Using the entries below, quote exactly the span of lines that begins with the line containing "For the wildlife monitoring study, find the white" and ends with the final line.

Entries taken from a collection
━━━━━━━━━━━━━━━━━━━━━━━━━━━━━━

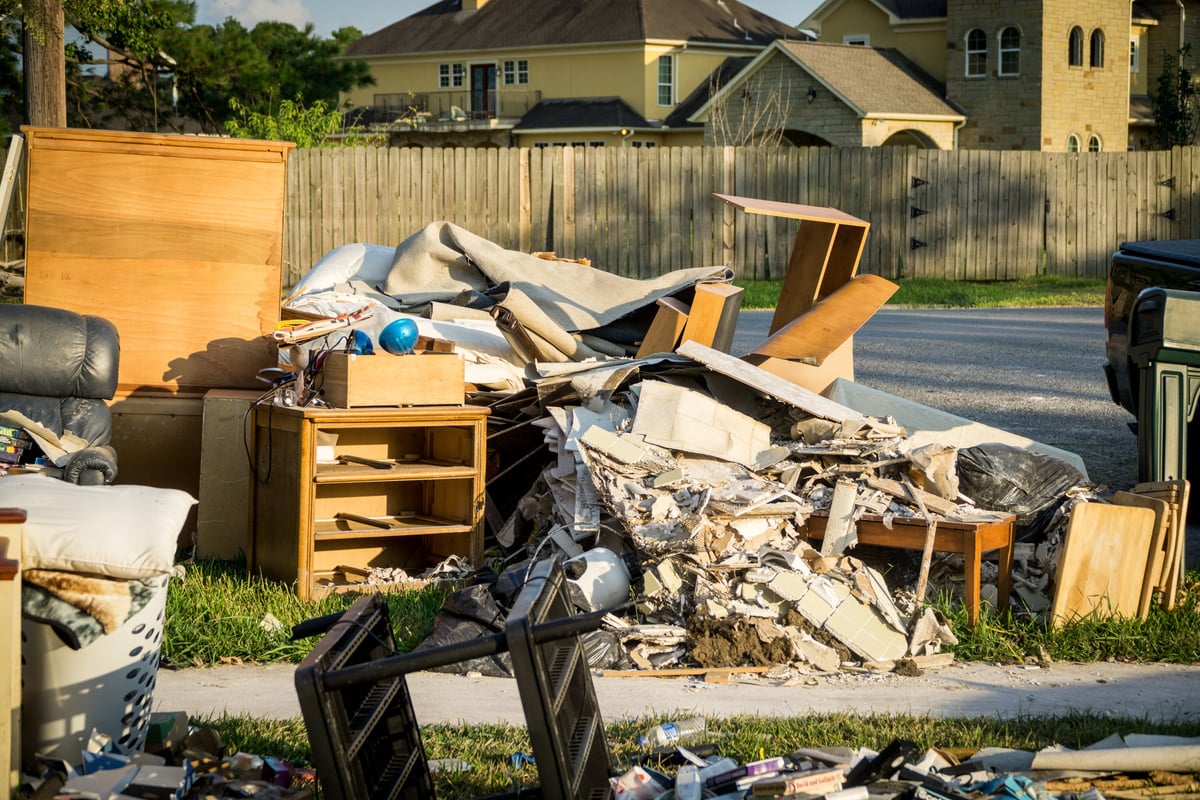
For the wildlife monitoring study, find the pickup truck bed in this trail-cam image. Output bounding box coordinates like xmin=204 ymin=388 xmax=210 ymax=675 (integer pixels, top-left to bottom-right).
xmin=1104 ymin=239 xmax=1200 ymax=415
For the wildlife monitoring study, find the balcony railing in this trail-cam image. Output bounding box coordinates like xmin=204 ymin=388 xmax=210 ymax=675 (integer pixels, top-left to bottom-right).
xmin=372 ymin=89 xmax=541 ymax=125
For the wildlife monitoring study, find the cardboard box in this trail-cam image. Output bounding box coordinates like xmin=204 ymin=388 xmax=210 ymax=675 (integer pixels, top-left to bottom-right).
xmin=322 ymin=353 xmax=466 ymax=408
xmin=196 ymin=389 xmax=262 ymax=560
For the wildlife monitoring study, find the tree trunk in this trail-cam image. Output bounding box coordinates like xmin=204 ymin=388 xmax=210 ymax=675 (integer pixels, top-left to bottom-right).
xmin=24 ymin=0 xmax=67 ymax=127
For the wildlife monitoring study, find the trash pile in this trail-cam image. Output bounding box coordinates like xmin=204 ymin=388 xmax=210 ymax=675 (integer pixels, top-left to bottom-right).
xmin=612 ymin=734 xmax=1200 ymax=800
xmin=276 ymin=223 xmax=1128 ymax=680
xmin=412 ymin=343 xmax=1099 ymax=681
xmin=18 ymin=711 xmax=317 ymax=800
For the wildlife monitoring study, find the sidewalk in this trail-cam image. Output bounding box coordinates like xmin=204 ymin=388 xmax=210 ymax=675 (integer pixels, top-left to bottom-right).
xmin=154 ymin=662 xmax=1200 ymax=724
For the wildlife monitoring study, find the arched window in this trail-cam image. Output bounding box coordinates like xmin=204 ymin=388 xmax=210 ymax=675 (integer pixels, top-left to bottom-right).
xmin=1000 ymin=25 xmax=1021 ymax=76
xmin=967 ymin=28 xmax=988 ymax=78
xmin=1088 ymin=28 xmax=1104 ymax=70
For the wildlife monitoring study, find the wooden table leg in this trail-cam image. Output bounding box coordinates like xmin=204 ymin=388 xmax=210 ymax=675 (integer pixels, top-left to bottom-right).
xmin=996 ymin=528 xmax=1015 ymax=616
xmin=959 ymin=531 xmax=980 ymax=627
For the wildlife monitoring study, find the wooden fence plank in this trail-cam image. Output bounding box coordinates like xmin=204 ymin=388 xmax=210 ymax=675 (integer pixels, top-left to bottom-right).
xmin=274 ymin=148 xmax=1200 ymax=284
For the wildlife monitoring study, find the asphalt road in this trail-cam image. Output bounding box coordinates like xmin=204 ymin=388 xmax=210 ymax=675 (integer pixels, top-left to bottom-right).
xmin=732 ymin=307 xmax=1200 ymax=569
xmin=733 ymin=308 xmax=1138 ymax=489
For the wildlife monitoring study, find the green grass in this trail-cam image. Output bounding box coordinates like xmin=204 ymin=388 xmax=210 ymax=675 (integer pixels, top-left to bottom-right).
xmin=733 ymin=275 xmax=1104 ymax=308
xmin=196 ymin=712 xmax=1200 ymax=800
xmin=163 ymin=561 xmax=1200 ymax=800
xmin=163 ymin=561 xmax=1200 ymax=667
xmin=162 ymin=561 xmax=444 ymax=667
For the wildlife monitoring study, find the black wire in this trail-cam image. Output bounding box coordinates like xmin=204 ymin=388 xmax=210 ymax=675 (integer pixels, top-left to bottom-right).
xmin=241 ymin=386 xmax=280 ymax=483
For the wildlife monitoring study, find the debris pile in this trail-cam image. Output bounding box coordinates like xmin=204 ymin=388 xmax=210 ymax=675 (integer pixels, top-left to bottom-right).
xmin=424 ymin=345 xmax=1041 ymax=679
xmin=612 ymin=734 xmax=1200 ymax=800
xmin=19 ymin=711 xmax=317 ymax=800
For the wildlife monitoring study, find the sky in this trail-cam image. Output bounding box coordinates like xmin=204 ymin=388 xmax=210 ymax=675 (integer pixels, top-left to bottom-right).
xmin=196 ymin=0 xmax=820 ymax=36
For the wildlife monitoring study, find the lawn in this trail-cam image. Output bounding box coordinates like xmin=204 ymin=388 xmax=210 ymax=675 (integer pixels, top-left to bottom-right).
xmin=734 ymin=275 xmax=1104 ymax=309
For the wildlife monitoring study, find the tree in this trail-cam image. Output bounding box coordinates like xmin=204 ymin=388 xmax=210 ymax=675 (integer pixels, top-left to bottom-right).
xmin=0 ymin=0 xmax=153 ymax=126
xmin=0 ymin=0 xmax=373 ymax=133
xmin=1150 ymin=44 xmax=1200 ymax=150
xmin=157 ymin=19 xmax=374 ymax=133
xmin=226 ymin=98 xmax=380 ymax=148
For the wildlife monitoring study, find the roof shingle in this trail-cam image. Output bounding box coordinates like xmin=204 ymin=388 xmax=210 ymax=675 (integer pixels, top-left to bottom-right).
xmin=779 ymin=42 xmax=961 ymax=116
xmin=346 ymin=0 xmax=808 ymax=59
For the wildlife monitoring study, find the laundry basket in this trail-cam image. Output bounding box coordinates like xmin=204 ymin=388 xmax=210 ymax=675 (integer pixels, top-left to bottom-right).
xmin=20 ymin=575 xmax=170 ymax=766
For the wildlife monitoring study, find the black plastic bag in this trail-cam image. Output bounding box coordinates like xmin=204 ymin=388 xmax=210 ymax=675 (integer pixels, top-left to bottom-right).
xmin=413 ymin=585 xmax=514 ymax=678
xmin=958 ymin=443 xmax=1087 ymax=528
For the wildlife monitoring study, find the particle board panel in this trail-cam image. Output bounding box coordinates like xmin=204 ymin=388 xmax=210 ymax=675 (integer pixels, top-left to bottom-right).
xmin=682 ymin=283 xmax=745 ymax=353
xmin=1112 ymin=492 xmax=1171 ymax=619
xmin=1133 ymin=479 xmax=1192 ymax=610
xmin=22 ymin=126 xmax=293 ymax=392
xmin=1050 ymin=503 xmax=1154 ymax=625
xmin=714 ymin=193 xmax=871 ymax=333
xmin=637 ymin=297 xmax=690 ymax=359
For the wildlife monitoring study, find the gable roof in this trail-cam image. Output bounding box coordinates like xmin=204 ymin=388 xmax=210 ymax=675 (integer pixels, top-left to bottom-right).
xmin=800 ymin=0 xmax=947 ymax=29
xmin=346 ymin=0 xmax=808 ymax=59
xmin=662 ymin=55 xmax=754 ymax=128
xmin=692 ymin=41 xmax=966 ymax=120
xmin=512 ymin=97 xmax=654 ymax=132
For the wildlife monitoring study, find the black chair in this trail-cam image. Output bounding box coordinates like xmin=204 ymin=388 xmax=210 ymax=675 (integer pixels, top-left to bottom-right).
xmin=0 ymin=303 xmax=120 ymax=485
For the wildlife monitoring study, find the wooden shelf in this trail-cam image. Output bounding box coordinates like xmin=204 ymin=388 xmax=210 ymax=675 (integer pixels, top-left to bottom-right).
xmin=313 ymin=462 xmax=475 ymax=483
xmin=313 ymin=515 xmax=472 ymax=541
xmin=250 ymin=405 xmax=488 ymax=599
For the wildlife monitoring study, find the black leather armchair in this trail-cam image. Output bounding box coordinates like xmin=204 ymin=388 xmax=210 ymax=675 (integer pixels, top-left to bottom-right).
xmin=0 ymin=303 xmax=120 ymax=485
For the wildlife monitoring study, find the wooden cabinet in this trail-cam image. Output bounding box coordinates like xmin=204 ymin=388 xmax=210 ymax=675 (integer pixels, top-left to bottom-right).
xmin=250 ymin=405 xmax=487 ymax=599
xmin=714 ymin=193 xmax=871 ymax=333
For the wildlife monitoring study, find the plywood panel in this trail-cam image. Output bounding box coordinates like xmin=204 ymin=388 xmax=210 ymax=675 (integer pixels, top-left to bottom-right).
xmin=23 ymin=127 xmax=293 ymax=391
xmin=1112 ymin=492 xmax=1171 ymax=619
xmin=1051 ymin=503 xmax=1154 ymax=625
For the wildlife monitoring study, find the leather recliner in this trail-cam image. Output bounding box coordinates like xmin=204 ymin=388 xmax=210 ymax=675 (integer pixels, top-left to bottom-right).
xmin=0 ymin=303 xmax=120 ymax=485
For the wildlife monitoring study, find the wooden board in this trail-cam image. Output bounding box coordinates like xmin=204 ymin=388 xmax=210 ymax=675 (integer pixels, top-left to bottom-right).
xmin=1112 ymin=492 xmax=1171 ymax=619
xmin=322 ymin=353 xmax=466 ymax=408
xmin=1050 ymin=503 xmax=1154 ymax=625
xmin=683 ymin=283 xmax=745 ymax=353
xmin=750 ymin=275 xmax=900 ymax=366
xmin=1133 ymin=479 xmax=1192 ymax=610
xmin=714 ymin=192 xmax=871 ymax=333
xmin=22 ymin=126 xmax=294 ymax=392
xmin=676 ymin=342 xmax=868 ymax=427
xmin=637 ymin=297 xmax=690 ymax=359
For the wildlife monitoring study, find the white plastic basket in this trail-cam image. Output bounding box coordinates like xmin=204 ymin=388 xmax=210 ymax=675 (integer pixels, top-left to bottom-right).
xmin=20 ymin=576 xmax=169 ymax=765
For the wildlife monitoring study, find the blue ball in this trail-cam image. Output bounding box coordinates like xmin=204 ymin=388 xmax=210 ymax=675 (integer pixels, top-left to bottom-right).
xmin=379 ymin=318 xmax=419 ymax=355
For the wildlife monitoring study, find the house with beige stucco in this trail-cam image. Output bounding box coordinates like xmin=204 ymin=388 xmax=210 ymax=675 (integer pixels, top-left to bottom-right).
xmin=798 ymin=0 xmax=1200 ymax=152
xmin=690 ymin=41 xmax=966 ymax=150
xmin=343 ymin=0 xmax=808 ymax=146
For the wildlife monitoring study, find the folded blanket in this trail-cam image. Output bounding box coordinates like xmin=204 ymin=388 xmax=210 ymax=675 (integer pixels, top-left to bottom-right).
xmin=20 ymin=570 xmax=160 ymax=650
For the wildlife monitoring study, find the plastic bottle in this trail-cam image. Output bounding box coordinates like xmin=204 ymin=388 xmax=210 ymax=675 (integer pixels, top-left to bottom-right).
xmin=674 ymin=764 xmax=704 ymax=800
xmin=637 ymin=717 xmax=704 ymax=747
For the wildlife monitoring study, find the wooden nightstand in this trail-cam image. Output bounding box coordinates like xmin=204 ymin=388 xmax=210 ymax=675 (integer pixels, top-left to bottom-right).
xmin=250 ymin=405 xmax=488 ymax=599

━━━━━━━━━━━━━━━━━━━━━━━━━━━━━━

■ Complete answer:
For the wildlife monitoring study, find the white plastic basket in this trail-cam image. Output bounding box coordinates like xmin=204 ymin=388 xmax=210 ymax=675 (integer pixels, top-left to bottom-right).
xmin=20 ymin=576 xmax=169 ymax=765
For the wildlife monitoring study, find the blue ball in this trail-cam image. Output bounding box coordinates like xmin=204 ymin=388 xmax=210 ymax=675 (integer pixels, top-left to bottom-right).
xmin=379 ymin=318 xmax=419 ymax=355
For the wildlife monitoring study, find the house with beige stucco in this trail-cam image. Output bounding box coordinates like xmin=204 ymin=388 xmax=210 ymax=675 (integer pixels, top-left to bottom-right).
xmin=798 ymin=0 xmax=1200 ymax=152
xmin=690 ymin=41 xmax=966 ymax=150
xmin=343 ymin=0 xmax=808 ymax=146
For the wildlife monitoring study, find the folded blanket in this trail-cam image. Output bounding box coordinates like xmin=204 ymin=388 xmax=210 ymax=675 (integer pixels, top-left to bottom-right).
xmin=20 ymin=570 xmax=160 ymax=650
For the wildlife monitoring study, find the plastic bottle in this trail-cam image. Output bounding box coordinates like xmin=204 ymin=388 xmax=210 ymax=675 (integer pixels, top-left to bottom-right).
xmin=674 ymin=764 xmax=704 ymax=800
xmin=637 ymin=717 xmax=704 ymax=747
For the wildlife monitoring study, find the wooden nightstand in this trail-cam image. Output bounding box coordinates like xmin=204 ymin=388 xmax=210 ymax=675 (integer pixels, top-left to bottom-right).
xmin=250 ymin=405 xmax=488 ymax=599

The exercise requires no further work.